Text for analysis START
1946 U.S. Tax Ct. LEXIS 77 | Tax Ct. | 1946
Lead Opinion
OPINION.
In the 1929 trusts for decedent’s three children, decedent had the discretionary power, so long as he acted as trustee, to distribute, or to accumulate and add to corpus, all or any part of the income as he saw fit. Respondent contends that this power amounted to a right to designate the persons who should possess or enjoy the property or the income therefrom, and that, since decedent, by acting as sole trustee throughout his life, retained the right until the moment of his death, section 811 (c) of the code requires the inclusion in the gross estate of the value of at least so much of the property as was transferred to the trusts after March 3, 1931. Respondent further contends that decedent also had the right to expend corpus for the benefit of income beneficiaries in case of sickness or other emergency, and that it amounted to a power to alter, amend, or revoke within the meaning of section 811 (d) (2), thus bringing into the gross estate the value of the entire corpora of the trusts.
The pertinent portions of section 811 (c) and (d) (2) are set out in the margin.
Respondent’s argument as to decedent’s power to invade the corpus is predicated upon the third paragraph of article second of the trust instrument. Petitioner contends that decedent did not have that power, but that it was intended only for a successor trustee. Though there is considerable merit in petitioner’s contention, we deem it unnecessary to decide the debatable question as to whether decedent had the power. Assuming for present purposes that he did, we think, nevertheless, it is not properly characterizable as a power to “alter, amend or revoke” within the meaning of section 811 (d) (2). It is obvious that the power in question gave the trustee no absolute and arbitrary control over the corpus. On the contrary, it was conditional and limited. A definite standard — the sickness or other emergency of the respective beneficiaries — was provided to govern its exercise. Furthermore, its exercise could in no way inure to the benefit of the decedent.
Text for analysis END
Record set START
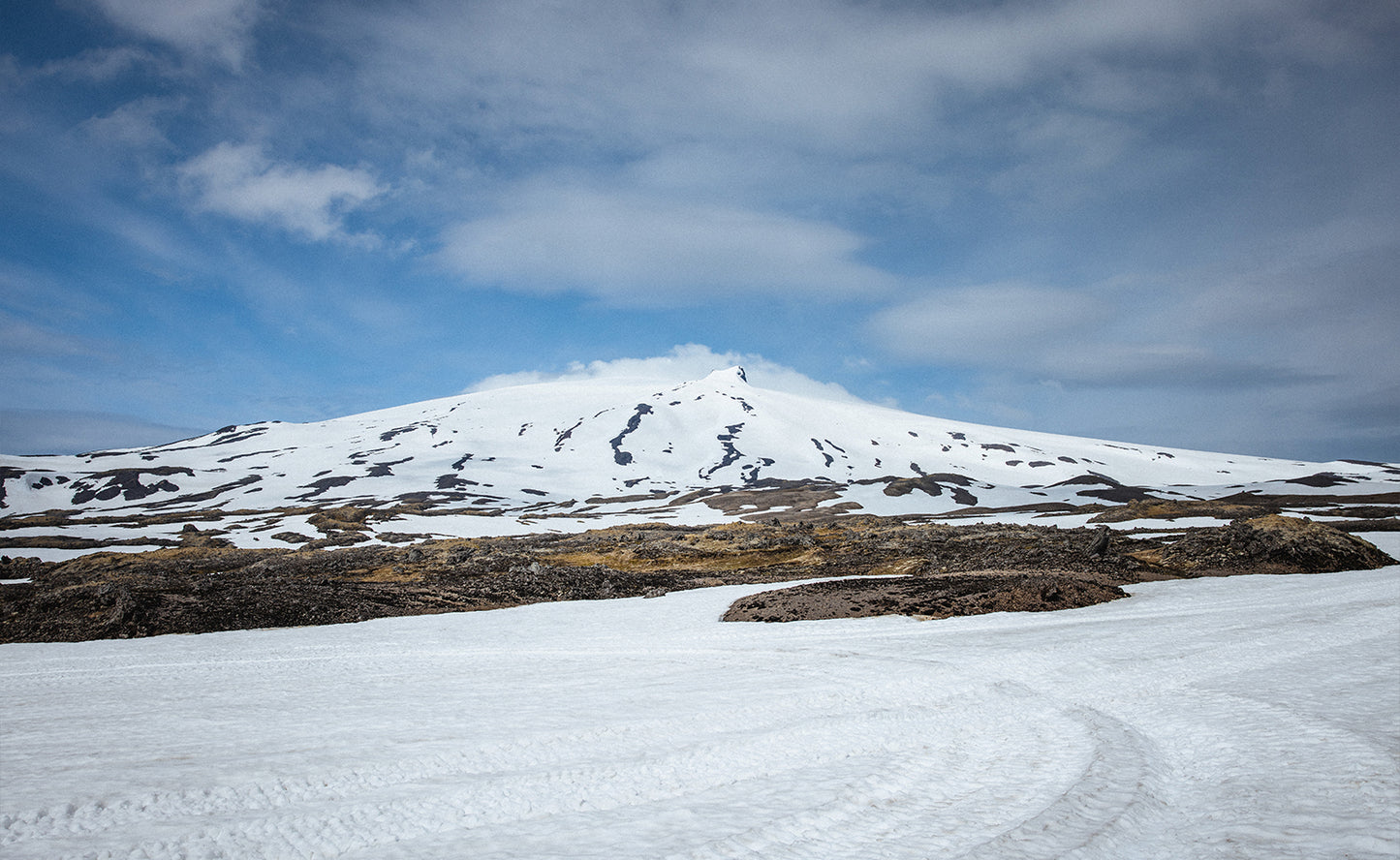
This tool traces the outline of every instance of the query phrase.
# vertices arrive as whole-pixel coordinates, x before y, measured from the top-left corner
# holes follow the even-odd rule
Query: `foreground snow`
[[[1400,568],[715,621],[755,590],[0,646],[0,856],[1400,854]]]

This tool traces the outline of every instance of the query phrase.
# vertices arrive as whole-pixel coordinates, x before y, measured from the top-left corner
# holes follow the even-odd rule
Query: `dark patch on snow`
[[[403,433],[412,433],[416,429],[419,429],[419,425],[417,424],[410,424],[407,427],[396,427],[396,428],[393,428],[391,431],[384,431],[382,433],[379,433],[379,442],[388,442],[389,439],[393,439],[395,436],[400,436]]]
[[[1305,475],[1302,478],[1282,478],[1278,481],[1270,481],[1270,484],[1302,484],[1303,487],[1336,487],[1338,484],[1355,484],[1355,478],[1348,478],[1345,475],[1338,475],[1334,471],[1319,471],[1317,474]]]
[[[283,449],[273,449],[273,450],[255,450],[255,452],[246,453],[246,454],[232,454],[230,457],[223,457],[218,461],[220,463],[232,463],[234,460],[242,460],[244,457],[256,457],[259,454],[276,454],[276,453],[284,453],[287,450],[291,450],[291,449],[283,447]]]
[[[241,487],[248,487],[249,484],[256,484],[258,481],[262,481],[262,475],[244,475],[242,478],[238,478],[237,481],[232,481],[230,484],[220,484],[218,487],[216,487],[213,489],[209,489],[206,492],[192,492],[189,495],[176,496],[174,499],[165,499],[165,501],[161,501],[161,502],[151,502],[150,505],[147,505],[147,508],[151,508],[151,509],[174,508],[175,505],[189,505],[189,503],[195,503],[195,502],[207,502],[207,501],[210,501],[210,499],[213,499],[216,496],[224,495],[225,492],[232,492],[235,489],[239,489]],[[249,489],[248,492],[258,492],[259,489],[262,489],[262,487],[258,487],[255,489]],[[223,502],[220,502],[220,503],[223,503]]]
[[[725,466],[729,466],[731,463],[734,463],[735,460],[738,460],[739,457],[743,456],[742,453],[739,453],[739,449],[736,449],[734,446],[734,440],[739,436],[739,431],[743,429],[743,424],[742,422],[741,424],[731,424],[731,425],[725,427],[724,429],[725,429],[725,432],[722,432],[718,436],[715,436],[715,439],[720,440],[720,446],[724,450],[724,456],[720,459],[718,464],[711,466],[706,471],[701,471],[700,473],[701,478],[708,478],[714,473],[720,471]]]
[[[73,503],[85,505],[94,499],[106,502],[122,496],[127,502],[144,499],[157,492],[179,492],[179,487],[161,480],[154,484],[141,484],[141,475],[165,478],[168,475],[183,474],[195,477],[195,471],[183,466],[158,466],[155,468],[113,468],[84,475],[73,482]],[[105,484],[99,481],[106,480]]]
[[[1060,481],[1058,484],[1051,484],[1050,487],[1078,487],[1078,485],[1099,485],[1103,489],[1081,489],[1075,495],[1082,495],[1093,499],[1103,499],[1106,502],[1137,502],[1142,499],[1155,499],[1145,487],[1130,487],[1127,484],[1120,484],[1119,481],[1110,478],[1109,475],[1091,471],[1089,474],[1075,475]]]
[[[759,482],[759,470],[773,466],[773,457],[759,457],[759,461],[752,466],[745,466],[741,471],[743,473],[743,482],[746,487],[753,487]]]
[[[309,489],[311,492],[302,494],[302,495],[297,496],[297,499],[307,501],[307,499],[315,498],[315,496],[326,492],[328,489],[330,489],[333,487],[344,487],[346,484],[349,484],[350,481],[354,481],[354,480],[356,480],[354,475],[339,475],[339,477],[330,477],[330,478],[321,478],[319,481],[312,481],[309,484],[302,484],[301,488],[302,489]]]
[[[228,435],[224,436],[224,438],[221,438],[221,439],[214,439],[206,447],[214,447],[216,445],[231,445],[234,442],[242,442],[245,439],[253,439],[253,438],[260,436],[260,435],[263,435],[263,433],[267,432],[266,427],[258,427],[258,425],[249,427],[248,429],[245,429],[241,433],[235,432],[237,429],[238,429],[238,425],[232,424],[230,427],[225,427],[224,429],[214,431],[216,436],[217,435],[224,435],[224,433],[228,433]]]
[[[624,452],[622,449],[622,440],[626,439],[629,433],[636,432],[636,429],[641,427],[643,415],[650,415],[650,414],[651,414],[651,407],[647,406],[645,403],[638,403],[637,411],[634,411],[631,414],[631,418],[627,420],[627,427],[623,428],[620,433],[609,439],[609,445],[612,445],[613,447],[613,463],[616,463],[617,466],[627,466],[629,463],[631,463],[631,453]]]
[[[393,474],[393,470],[389,468],[391,466],[398,466],[399,463],[407,463],[410,460],[413,460],[413,457],[403,457],[402,460],[389,460],[388,463],[375,463],[374,466],[370,467],[370,471],[365,473],[365,477],[386,478]]]
[[[574,435],[574,431],[578,429],[582,425],[584,425],[584,420],[580,418],[578,422],[574,424],[574,427],[571,427],[568,429],[564,429],[564,431],[559,431],[559,435],[554,436],[554,450],[564,450],[564,442],[567,442],[568,438]]]
[[[977,496],[967,492],[962,487],[953,487],[953,501],[958,502],[959,505],[976,505]]]

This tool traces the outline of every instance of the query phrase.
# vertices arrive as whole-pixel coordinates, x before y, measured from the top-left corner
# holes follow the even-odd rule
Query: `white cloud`
[[[672,347],[666,355],[652,358],[617,358],[613,361],[574,362],[561,372],[526,371],[521,373],[500,373],[487,376],[465,389],[463,393],[504,389],[539,382],[619,379],[645,380],[662,385],[678,385],[692,379],[703,379],[713,371],[742,366],[749,385],[773,389],[790,394],[804,394],[825,400],[860,403],[861,400],[833,382],[818,382],[785,365],[769,361],[752,352],[714,352],[701,344]]]
[[[746,292],[841,299],[893,285],[855,259],[862,245],[830,224],[735,206],[538,187],[501,214],[448,229],[441,259],[483,284],[626,303]]]
[[[869,331],[897,357],[945,364],[1019,364],[1047,343],[1099,323],[1102,301],[1029,284],[941,289],[874,315]]]
[[[176,169],[197,210],[318,241],[350,238],[342,215],[385,190],[368,171],[274,164],[253,144],[221,143]]]
[[[242,64],[260,0],[94,0],[112,22],[199,57]]]

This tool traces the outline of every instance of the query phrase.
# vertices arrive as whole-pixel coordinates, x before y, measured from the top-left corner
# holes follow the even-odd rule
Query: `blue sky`
[[[0,450],[742,361],[1396,461],[1397,92],[1382,1],[11,0]]]

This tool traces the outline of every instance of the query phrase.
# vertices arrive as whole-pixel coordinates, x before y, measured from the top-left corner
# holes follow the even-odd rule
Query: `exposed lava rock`
[[[1044,612],[1127,596],[1117,586],[1053,575],[840,579],[742,597],[729,605],[724,621],[818,621],[872,615],[951,618],[984,612]]]
[[[1326,573],[1371,571],[1394,564],[1372,544],[1306,519],[1268,515],[1198,529],[1162,550],[1161,561],[1186,576],[1238,573]]]
[[[1114,533],[1107,541],[1095,529],[867,516],[316,550],[322,541],[367,541],[354,530],[360,512],[325,513],[316,524],[328,537],[301,550],[239,550],[221,545],[216,530],[189,527],[185,545],[151,552],[66,562],[0,557],[0,580],[10,583],[0,585],[0,642],[337,624],[834,576],[871,579],[770,592],[742,611],[755,619],[946,617],[1088,605],[1145,579],[1393,564],[1341,531],[1277,516],[1170,538]]]

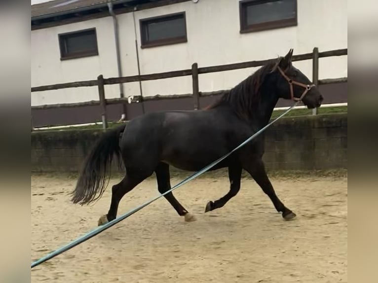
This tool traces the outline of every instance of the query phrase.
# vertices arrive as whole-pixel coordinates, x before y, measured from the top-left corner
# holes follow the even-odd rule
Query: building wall
[[[141,73],[263,60],[285,55],[347,47],[347,1],[345,0],[298,1],[296,27],[256,33],[239,33],[238,0],[200,0],[184,2],[134,13],[120,14],[120,42],[123,75],[138,74],[135,35]],[[139,20],[185,11],[188,42],[142,49]],[[134,20],[135,17],[135,20]],[[134,26],[134,23],[135,26]],[[96,27],[99,55],[60,61],[58,34]],[[135,33],[135,29],[136,33]],[[32,32],[32,86],[117,76],[113,19],[111,17],[59,26]],[[309,77],[310,60],[295,65]],[[254,71],[255,68],[201,75],[200,90],[230,88]],[[319,78],[347,76],[347,56],[322,58]],[[140,95],[139,83],[125,84],[125,96]],[[190,93],[191,80],[184,77],[142,83],[144,96]],[[32,106],[72,103],[98,99],[97,88],[84,87],[32,93]],[[118,97],[118,87],[106,86],[107,98]]]

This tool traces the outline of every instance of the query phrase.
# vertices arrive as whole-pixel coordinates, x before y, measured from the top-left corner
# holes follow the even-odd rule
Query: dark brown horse
[[[169,166],[197,171],[231,151],[268,123],[280,98],[302,100],[309,108],[319,107],[323,97],[308,78],[292,65],[293,50],[272,60],[230,90],[215,104],[193,111],[146,114],[109,130],[87,157],[73,192],[74,203],[89,204],[105,190],[114,155],[121,158],[126,172],[113,186],[107,214],[99,225],[115,218],[123,196],[154,172],[159,191],[171,188]],[[262,160],[264,134],[258,136],[211,170],[227,167],[229,191],[206,206],[208,212],[222,207],[240,187],[243,169],[248,172],[271,200],[285,219],[296,214],[276,195]],[[165,196],[179,215],[195,220],[172,192]]]

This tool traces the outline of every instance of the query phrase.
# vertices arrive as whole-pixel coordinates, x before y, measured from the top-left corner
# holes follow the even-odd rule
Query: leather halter
[[[278,67],[277,69],[278,69],[278,71],[280,71],[280,72],[282,75],[282,76],[285,79],[286,79],[286,80],[288,81],[288,82],[289,82],[289,85],[290,86],[290,97],[291,97],[292,100],[294,100],[294,101],[301,101],[302,100],[302,99],[304,97],[304,96],[308,92],[308,91],[310,90],[313,87],[316,86],[313,84],[304,84],[304,83],[302,83],[302,82],[296,81],[291,79],[287,75],[286,75],[286,74],[285,73],[285,72],[283,71],[282,69],[281,69],[279,67]],[[303,93],[302,94],[302,95],[301,95],[301,97],[300,97],[299,98],[298,98],[298,97],[294,97],[294,92],[293,90],[293,84],[296,84],[297,85],[302,86],[302,87],[303,87],[305,89],[304,91],[303,92]]]

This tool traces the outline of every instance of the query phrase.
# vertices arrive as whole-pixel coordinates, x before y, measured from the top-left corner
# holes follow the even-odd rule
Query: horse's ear
[[[294,49],[291,48],[285,56],[282,58],[280,62],[280,67],[284,69],[286,69],[291,64],[291,58],[293,56]]]

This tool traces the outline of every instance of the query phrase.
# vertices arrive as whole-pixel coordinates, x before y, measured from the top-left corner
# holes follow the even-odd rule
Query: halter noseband
[[[304,83],[302,83],[302,82],[299,82],[298,81],[296,81],[294,80],[292,80],[292,79],[290,78],[287,75],[286,75],[286,74],[285,73],[285,72],[282,71],[282,69],[281,69],[279,67],[277,67],[277,69],[278,69],[278,71],[280,71],[280,72],[282,75],[282,76],[286,79],[286,80],[288,81],[288,82],[289,82],[289,85],[290,86],[290,96],[291,97],[292,100],[294,100],[294,101],[301,101],[302,100],[302,99],[304,97],[304,96],[306,95],[306,94],[308,92],[309,90],[310,90],[311,88],[315,86],[314,84],[304,84]],[[303,92],[303,93],[302,94],[302,95],[301,96],[301,97],[299,98],[297,97],[294,97],[294,92],[293,90],[293,84],[296,84],[297,85],[299,85],[300,86],[302,86],[302,87],[304,88],[304,91]]]

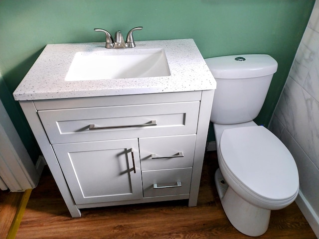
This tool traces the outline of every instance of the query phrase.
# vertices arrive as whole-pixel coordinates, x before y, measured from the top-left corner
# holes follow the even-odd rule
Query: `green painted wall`
[[[47,44],[103,41],[94,28],[136,40],[192,38],[204,58],[266,53],[279,63],[256,121],[267,125],[315,0],[0,0],[0,97],[29,152],[32,137],[11,93]],[[210,135],[211,134],[210,134]],[[209,137],[213,137],[213,135]],[[36,153],[35,153],[36,154]]]

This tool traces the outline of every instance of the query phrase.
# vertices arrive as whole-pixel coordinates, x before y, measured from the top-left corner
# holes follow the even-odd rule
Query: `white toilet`
[[[271,210],[292,203],[299,188],[297,167],[289,151],[253,121],[278,64],[268,55],[205,61],[217,82],[210,120],[219,165],[215,174],[218,195],[236,229],[260,236],[268,228]]]

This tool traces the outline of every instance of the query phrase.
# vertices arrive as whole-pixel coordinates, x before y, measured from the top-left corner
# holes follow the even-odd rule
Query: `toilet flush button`
[[[238,61],[246,61],[246,59],[245,59],[244,57],[242,57],[242,56],[239,56],[238,57],[236,57],[236,58],[235,58],[235,60]]]

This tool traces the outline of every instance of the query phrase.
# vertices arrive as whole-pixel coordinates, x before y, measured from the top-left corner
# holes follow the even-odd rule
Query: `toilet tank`
[[[221,56],[205,61],[217,82],[210,120],[233,124],[257,117],[277,71],[277,61],[263,54]]]

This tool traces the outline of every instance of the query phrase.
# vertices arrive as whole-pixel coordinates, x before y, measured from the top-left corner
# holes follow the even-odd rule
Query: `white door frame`
[[[0,100],[0,189],[6,189],[6,185],[11,192],[34,188],[42,169],[36,168]]]

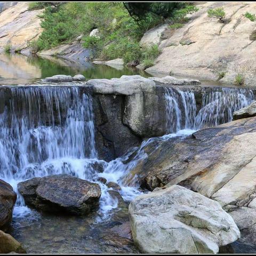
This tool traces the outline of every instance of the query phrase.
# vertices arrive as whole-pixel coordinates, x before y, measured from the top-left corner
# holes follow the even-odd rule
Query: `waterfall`
[[[97,159],[91,96],[80,95],[78,86],[10,90],[0,114],[0,179],[16,191],[20,181],[53,174],[95,182],[97,166],[107,163]],[[111,210],[109,204],[116,207],[107,187],[100,185],[102,211]],[[19,193],[17,205],[25,205]]]
[[[131,170],[147,159],[148,146],[157,147],[161,140],[187,136],[201,127],[229,122],[234,111],[254,99],[250,90],[205,90],[202,107],[197,113],[193,91],[165,88],[168,134],[145,140],[139,148],[107,163],[98,158],[95,149],[92,97],[82,93],[79,86],[11,86],[8,90],[8,100],[3,90],[0,91],[0,179],[16,191],[21,181],[53,174],[96,182],[101,189],[99,214],[103,219],[109,218],[110,211],[118,204],[108,193],[111,189],[98,181],[99,177],[118,183],[121,195],[130,201],[142,193],[139,177]],[[98,172],[99,167],[103,172]],[[25,207],[19,193],[17,206],[14,215]]]
[[[194,127],[196,116],[196,100],[190,90],[181,91],[165,87],[166,130],[168,133]]]
[[[254,100],[251,90],[243,88],[220,88],[210,93],[204,92],[203,106],[196,117],[197,129],[215,126],[232,121],[233,113]]]
[[[233,113],[254,100],[251,90],[218,88],[203,92],[202,107],[196,113],[194,93],[189,89],[165,88],[166,130],[168,133],[182,129],[198,130],[230,122]]]

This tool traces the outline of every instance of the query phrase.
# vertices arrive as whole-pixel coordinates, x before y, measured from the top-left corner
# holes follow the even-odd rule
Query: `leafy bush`
[[[217,81],[220,80],[221,78],[223,78],[225,76],[226,72],[221,71],[219,73],[219,77],[217,79]]]
[[[209,9],[207,12],[209,17],[218,18],[221,20],[226,16],[226,13],[222,7],[220,7],[215,9]]]
[[[4,46],[4,51],[6,53],[9,53],[10,52],[11,52],[11,50],[12,49],[12,46],[10,44],[6,44]]]
[[[252,34],[249,36],[249,39],[252,41],[255,41],[256,40],[256,30],[252,32]]]
[[[244,84],[244,77],[243,76],[243,75],[242,75],[240,73],[238,73],[235,77],[235,82],[237,84],[237,85],[242,85]]]
[[[249,19],[251,21],[255,21],[256,20],[256,17],[255,14],[252,14],[248,12],[246,12],[246,13],[244,14],[244,17]]]
[[[149,59],[146,58],[142,60],[142,64],[144,66],[145,69],[149,68],[149,67],[152,67],[155,64],[155,61],[152,59]]]
[[[69,43],[84,35],[83,46],[92,49],[94,57],[101,60],[122,58],[125,64],[134,66],[143,59],[154,61],[159,54],[158,47],[141,49],[139,42],[146,30],[163,21],[161,13],[146,12],[138,22],[121,2],[65,2],[55,5],[55,2],[48,3],[51,5],[45,6],[41,16],[44,30],[38,39],[31,43],[35,51]],[[178,20],[182,23],[187,20],[187,14],[197,10],[186,3],[174,5],[175,8],[167,5],[170,9],[164,9],[165,5],[160,4],[151,7],[154,11],[164,11],[164,16],[167,12],[171,23]],[[95,28],[99,29],[100,38],[89,36]]]
[[[155,60],[161,53],[161,51],[157,44],[153,44],[142,49],[141,63],[145,68],[153,66]]]

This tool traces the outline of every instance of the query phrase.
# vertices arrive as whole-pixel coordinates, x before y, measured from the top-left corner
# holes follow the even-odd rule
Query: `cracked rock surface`
[[[219,203],[178,185],[138,196],[129,216],[133,240],[146,253],[217,253],[240,237]]]

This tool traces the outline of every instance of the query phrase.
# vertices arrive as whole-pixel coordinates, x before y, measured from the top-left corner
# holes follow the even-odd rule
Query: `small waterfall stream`
[[[21,181],[53,174],[97,182],[102,190],[100,214],[103,219],[117,207],[117,199],[98,181],[99,177],[118,183],[125,200],[142,193],[130,170],[147,157],[144,148],[156,138],[107,163],[98,158],[95,149],[92,97],[81,95],[79,86],[13,86],[10,91],[9,102],[0,114],[0,179],[15,190]],[[192,91],[165,89],[168,134],[161,139],[229,122],[234,111],[254,100],[253,92],[243,89],[221,88],[203,96],[203,106],[197,113]],[[102,173],[97,171],[99,166]],[[18,194],[14,214],[27,210]]]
Record set END
▸ Parts of the exercise
1 > In the tax court opinion, what standard was set to govern the trustee's power to use the corpus for the income beneficiaries?
2 > Carry the tax court opinion forward, starting right after its last sentence.
The listing above was taken from a separate source.

▸ Answers to the problems
1 > The sickness or other emergency of the respective beneficiaries.

2 >
We have little doubt that an income beneficiary, suffering illness or other emergency, could, in the event of any arbitrary refusal by decedent to apply principal for his need, have obtained appropriate relief by a proceeding in equity. See Barbour v. Cummings, 26 R. I. 201; 58 Atl. 660; Viall v. Rhode Island Hospital Trust Co., 45 R. I. 432; 123 Atl. 570; cf. Carrier v. Carrier, 226 N. Y. 114; 123 N. E. 135. It is equally probable that if decedent had chosen to apply principal for an income beneficiary when no sickness or emergency existed, a remainderman would have had just cause for complaint in equity. See In re Briggs' Estate, 150 Pa. 66; 27 Atl. (2d) 430; cf. Helvering v. McCormack, 135 Fed. (2d) 294. Clearly, the decedent did not have free rein to expend the corpus or to give it to whom he chose. In our opinion, the discretionary power to use corpus for the benefit of one not the grantor, in case of sickness or other emergency, may not be distorted into a device to alter, amend, or revoke. In such cases as Blunt v. Kelly, 131 Fed. (2d) 632; Estate of Margaret P. Gallois, 4 T. C. 480; Estate of Ida Rosenwasser, 5 T. C. 1043; and Malcolm D. Champlin, Administrator, 6 T. C. 280, where the trust instruments provided for the invasion of the corpus for the benefit of the grantor and some clear standard, such as “maintenance and support,” “support, care, or benefit,” “maintenance and comfort,” or “comfort and maintenance,” the trust corpus has been held taxable to the estate of the deceased grantor on the theory that he had an enforceable right to the corpus if need therefor should arise. On the other hand, where the trust instrument provided for invasion for the benefit of the grantor, yet no “external standard” was established and the invasion of the corpus rested in the absolute and uncontrolled discretion of the trustee, it has been held that the trust corpus is not taxable to the estate of the deceased grantor, because during his life he had no enforceable right to any part of it. Commissioner v. Irving Trust Co., 147 Fed. (2d) 946. See Estate of John J. Toeller, 6 T. C. 832, in which the distinction between the two lines of cases is discussed at length.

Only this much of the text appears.